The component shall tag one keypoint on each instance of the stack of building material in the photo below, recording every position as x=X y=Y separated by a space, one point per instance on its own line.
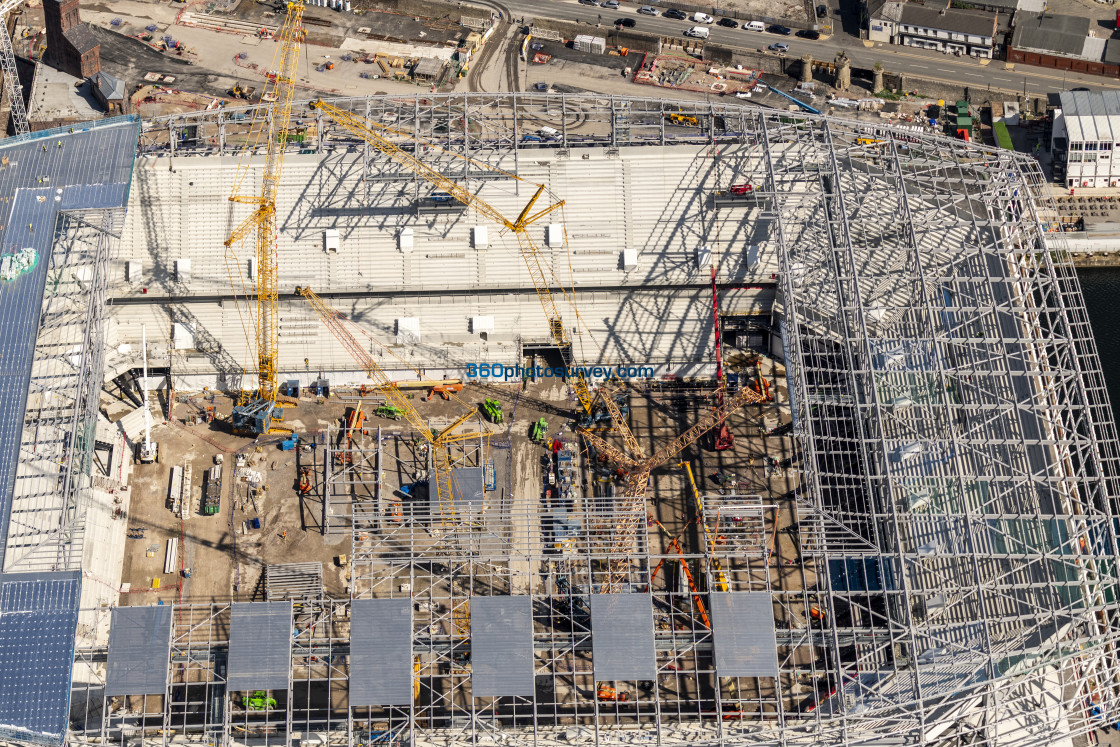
::::::::::
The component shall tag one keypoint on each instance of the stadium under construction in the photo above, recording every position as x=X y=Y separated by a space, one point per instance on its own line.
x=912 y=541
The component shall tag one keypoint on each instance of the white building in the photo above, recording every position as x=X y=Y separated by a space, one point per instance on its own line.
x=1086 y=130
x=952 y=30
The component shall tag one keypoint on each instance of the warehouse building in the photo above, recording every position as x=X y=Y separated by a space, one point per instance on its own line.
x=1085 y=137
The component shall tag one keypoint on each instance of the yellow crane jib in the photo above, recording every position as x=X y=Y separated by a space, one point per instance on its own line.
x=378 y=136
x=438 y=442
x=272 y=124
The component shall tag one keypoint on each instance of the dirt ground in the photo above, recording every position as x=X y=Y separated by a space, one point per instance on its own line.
::::::::::
| Problem requirements |
Please reproduce exactly the lines in the listing above from the one containing "of the yellow" through the one containing "of the dirt", both included, and nothing more.

| Response |
The component shall tag one keypoint on each instance of the yellow crane jib in the photo above, recording every position as x=X y=Y separated by a space, one point per instance on its own line.
x=378 y=136
x=438 y=442
x=272 y=124
The component shall tag one keypoint on each instance of the dirt ground in the photo above, recording every position as x=X y=Y separated by a space, one point per instance on its own line.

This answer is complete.